Raskin’s message was the 37th to return to Britain via a homing pigeon. When it was transcribed it contained a treasure trove of information so in-depth the report stretched to 12 pages.

It contained extensive details of German positions around Belgium, recent bombing raids and suggestions of which camouflaged sites were susceptible to attack. Raskin had even included notes on the prevailing mood among troops and the local population. 

Crucially it also revealed details of a key Nazi base installed in a heavily guarded chateau, which Britain had previously known next to nothing about.

The message was quickly passed up the chain of command. The Admiralty remarked on its “wealth of detail”. Two MI6 reports had suggested the possibility of a naval headquarters but there had been no confirmation until now.

“Having seen such a detailed report as No.37 it is clear that action should be taken”, a Naval intelligence officer noted.

The message was also shown to Churchill himself. Why? Churchill certainly loved to see raw intelligence but he had no real need to see the kind of detail this pigeon had provided. The answer, I believe, is that all those who saw it understood the message symbolised something that Churchill understood better than almost anyone – the spirit of resistance. 

The arrival of that pigeon set in motion a train of events – messages were broadcast to the Leopold Vindictive group on the BBC and there were multiple attempts to drop more pigeons, but they never made it to the Belgians. 

A soldier releases a carrier pigeon in 1942 - Credit: Bert Hardy/Picture Post
A soldier releases a carrier pigeon in 1942 Credit: Bert Hardy/Picture Post

Meanwhile the group were collecting even more valuable intelligence and growing increasingly desperate to receive more pigeons so they could send back detailed maps. That forced them to take ever more risks widening their resistance circle.

### Requirement
Answer these questions using the excerpt about the pigeon message:
(a) How many pages did the transcribed report run to?
(b) What did the Admiralty remark on about the message?
(c) Through which broadcaster were messages sent to the Leopold Vindictive group?
Rely only on the text to answer.

### Dataset extract

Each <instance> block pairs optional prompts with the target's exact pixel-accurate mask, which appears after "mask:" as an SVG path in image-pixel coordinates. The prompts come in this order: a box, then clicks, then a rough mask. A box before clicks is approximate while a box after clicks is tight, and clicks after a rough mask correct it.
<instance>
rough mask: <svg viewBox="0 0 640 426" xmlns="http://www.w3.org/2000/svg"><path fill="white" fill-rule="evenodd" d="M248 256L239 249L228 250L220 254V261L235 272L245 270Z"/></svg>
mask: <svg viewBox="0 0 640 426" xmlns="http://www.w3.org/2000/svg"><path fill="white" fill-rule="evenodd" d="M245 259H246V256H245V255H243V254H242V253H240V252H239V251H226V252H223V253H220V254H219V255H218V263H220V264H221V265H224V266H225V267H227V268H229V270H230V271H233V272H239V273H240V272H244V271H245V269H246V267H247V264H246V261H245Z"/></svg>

### The completed task
(a) 12 pages
(b) Its "wealth of detail"
(c) The BBC